* [What the task requires]
Extract the listing below in full, unchanged.

* [Material supplied]
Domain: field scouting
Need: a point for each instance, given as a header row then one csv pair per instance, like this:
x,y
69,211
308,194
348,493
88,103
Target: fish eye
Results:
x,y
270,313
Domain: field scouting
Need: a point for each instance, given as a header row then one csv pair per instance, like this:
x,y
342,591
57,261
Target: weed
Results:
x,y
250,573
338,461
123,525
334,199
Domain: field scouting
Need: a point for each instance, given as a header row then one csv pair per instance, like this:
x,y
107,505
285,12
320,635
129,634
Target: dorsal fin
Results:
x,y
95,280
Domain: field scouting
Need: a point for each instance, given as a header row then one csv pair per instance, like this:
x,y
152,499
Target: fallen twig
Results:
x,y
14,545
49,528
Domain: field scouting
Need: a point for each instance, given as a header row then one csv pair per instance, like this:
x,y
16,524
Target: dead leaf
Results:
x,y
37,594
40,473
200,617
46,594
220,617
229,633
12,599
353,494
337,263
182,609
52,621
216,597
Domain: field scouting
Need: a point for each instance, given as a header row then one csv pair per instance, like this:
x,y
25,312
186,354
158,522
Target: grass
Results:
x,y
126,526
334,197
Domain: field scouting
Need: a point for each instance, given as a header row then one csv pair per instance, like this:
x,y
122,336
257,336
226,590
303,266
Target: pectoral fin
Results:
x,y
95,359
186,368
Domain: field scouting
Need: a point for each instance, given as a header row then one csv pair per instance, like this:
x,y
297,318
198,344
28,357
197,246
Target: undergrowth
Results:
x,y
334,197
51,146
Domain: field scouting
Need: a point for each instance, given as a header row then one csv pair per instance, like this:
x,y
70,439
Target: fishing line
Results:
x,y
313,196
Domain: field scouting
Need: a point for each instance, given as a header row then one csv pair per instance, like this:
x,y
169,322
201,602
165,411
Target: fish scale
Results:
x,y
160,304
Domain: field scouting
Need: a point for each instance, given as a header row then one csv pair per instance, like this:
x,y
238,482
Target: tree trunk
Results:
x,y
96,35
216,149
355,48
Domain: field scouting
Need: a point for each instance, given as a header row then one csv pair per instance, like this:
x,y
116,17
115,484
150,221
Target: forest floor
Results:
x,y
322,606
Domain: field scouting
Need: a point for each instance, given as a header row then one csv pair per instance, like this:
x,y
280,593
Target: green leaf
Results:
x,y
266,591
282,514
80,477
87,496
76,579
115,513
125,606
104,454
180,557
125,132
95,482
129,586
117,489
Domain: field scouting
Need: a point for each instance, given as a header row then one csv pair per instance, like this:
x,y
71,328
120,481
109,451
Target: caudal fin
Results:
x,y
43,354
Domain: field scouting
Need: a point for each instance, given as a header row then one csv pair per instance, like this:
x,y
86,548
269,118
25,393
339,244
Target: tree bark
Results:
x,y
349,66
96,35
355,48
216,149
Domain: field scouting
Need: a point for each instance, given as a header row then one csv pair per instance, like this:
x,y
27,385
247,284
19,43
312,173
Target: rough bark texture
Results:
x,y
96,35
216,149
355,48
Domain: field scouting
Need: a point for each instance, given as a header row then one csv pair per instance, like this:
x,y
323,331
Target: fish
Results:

* [Complete answer]
Domain: field scouting
Need: a point for each instance, given as a header row then one csv pair per instance, like this:
x,y
69,211
308,194
348,493
88,103
Target: fish eye
Results:
x,y
270,313
Domain: field scouting
Need: a point for each instance, given as a header row then one csv pair per instance, like this:
x,y
342,591
57,261
Target: weed
Results:
x,y
250,573
338,461
123,525
334,199
Domain: field scouting
Need: a point for each instance, given as a header row then one csv pair per instance, like this:
x,y
107,505
285,12
320,635
129,634
Target: dorsal fin
Results:
x,y
95,280
Domain: field scouting
Need: a point for each instance, given as a header row then one csv pair per instance, like this:
x,y
152,499
Target: fallen twig
Results:
x,y
14,545
49,528
Domain: field scouting
Need: a point for each instance, given as a header row then one csv pair per instance, like this:
x,y
16,524
Target: dead leaf
Results:
x,y
37,594
40,473
200,617
46,594
220,617
229,633
12,599
353,494
337,263
182,609
52,621
216,597
Domain: field scouting
Need: a point for each instance, given as a header row then one csv pair per instance, like this:
x,y
25,312
186,354
158,522
Target: grass
Results:
x,y
126,526
334,197
Domain: field scouting
Need: a point for each instance, given as a header row then one csv pair per instance, like this:
x,y
122,336
257,336
226,590
303,266
Target: pectoral fin
Results:
x,y
95,359
186,368
Domain: field scouting
Need: a point for each instance, given as a header row then one csv pair per instance, like this:
x,y
297,318
198,344
28,357
197,246
Target: undergrowth
Results:
x,y
334,197
51,146
Domain: field scouting
Need: a point for each instance, given as a header row then one csv pair per instance, like this:
x,y
70,439
Target: fishing line
Results:
x,y
313,196
Domain: field scouting
Need: a point for each instance, given as a header row then one csv pair per instance, like this:
x,y
169,322
201,602
165,411
Target: fish scale
Results:
x,y
160,304
Domain: field scouting
Need: a point for each instance, given as a header row then one csv pair per instance, like this:
x,y
238,482
Target: tree trunk
Results:
x,y
96,35
216,149
355,48
Domain: field scouting
Need: a point for each instance, given as a header row then one csv pair per instance, like this:
x,y
116,17
115,484
150,221
Target: forest floor
Results:
x,y
322,606
Domain: field scouting
Need: a point for each instance, given as a header row then one csv pair per instance, like this:
x,y
280,593
Target: green leaf
Results:
x,y
266,591
282,514
80,477
87,496
76,579
115,513
125,606
104,454
180,557
125,132
95,482
129,586
117,489
Domain: field scouting
Need: a point for each instance, given as a header row then one csv pair per instance, like this:
x,y
71,328
120,481
109,451
Target: caudal fin
Results:
x,y
43,354
Domain: field scouting
Need: a point for each instance, given as a header row then one csv pair per instance, like this:
x,y
86,548
269,118
25,393
339,244
Target: tree bark
Results:
x,y
349,66
96,35
355,48
216,149
Domain: field scouting
Need: a point for each instance, given as a header row then one csv pair per instance, like this:
x,y
27,385
247,284
19,43
312,173
Target: rough bark texture
Results:
x,y
96,35
216,149
355,48
Domain: field scouting
Need: a point for each instance, given as a header row then one csv pair per instance, like this:
x,y
323,331
Target: fish
Results:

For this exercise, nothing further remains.